> [Problem details] Collect every line of the records below that contains the word "orange", matching case exactly.

> [Record list]
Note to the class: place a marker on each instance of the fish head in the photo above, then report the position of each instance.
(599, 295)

==

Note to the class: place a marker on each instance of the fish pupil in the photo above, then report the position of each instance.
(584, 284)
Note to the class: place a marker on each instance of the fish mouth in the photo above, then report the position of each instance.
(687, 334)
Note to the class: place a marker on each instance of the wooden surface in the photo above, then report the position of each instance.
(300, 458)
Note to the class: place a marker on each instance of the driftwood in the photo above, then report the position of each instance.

---

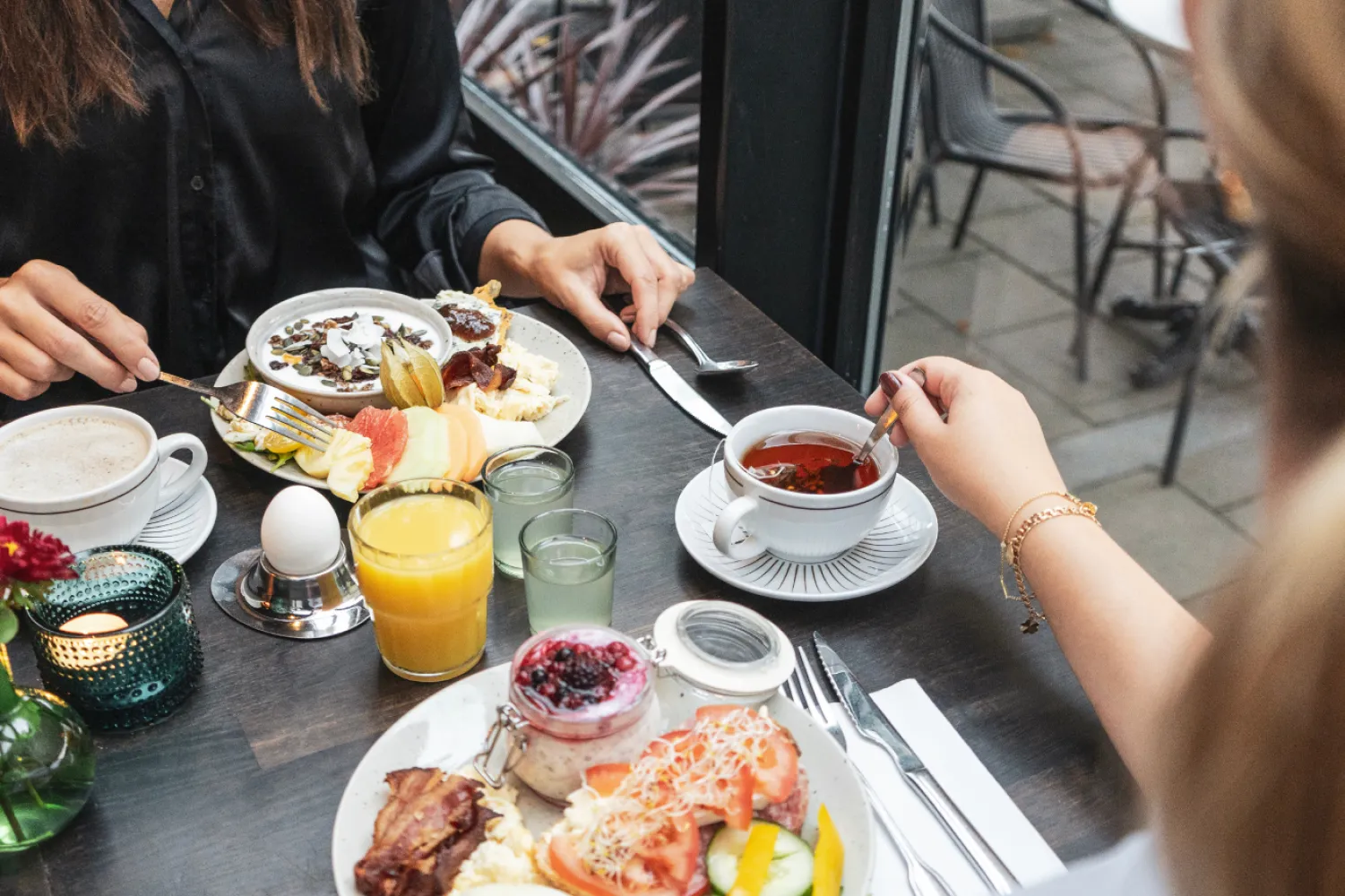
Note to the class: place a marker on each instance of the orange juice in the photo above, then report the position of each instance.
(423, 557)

> [Final answer]
Note to the class: place a marker on each instance of the orange juice in the photo above, then report the position of each instance.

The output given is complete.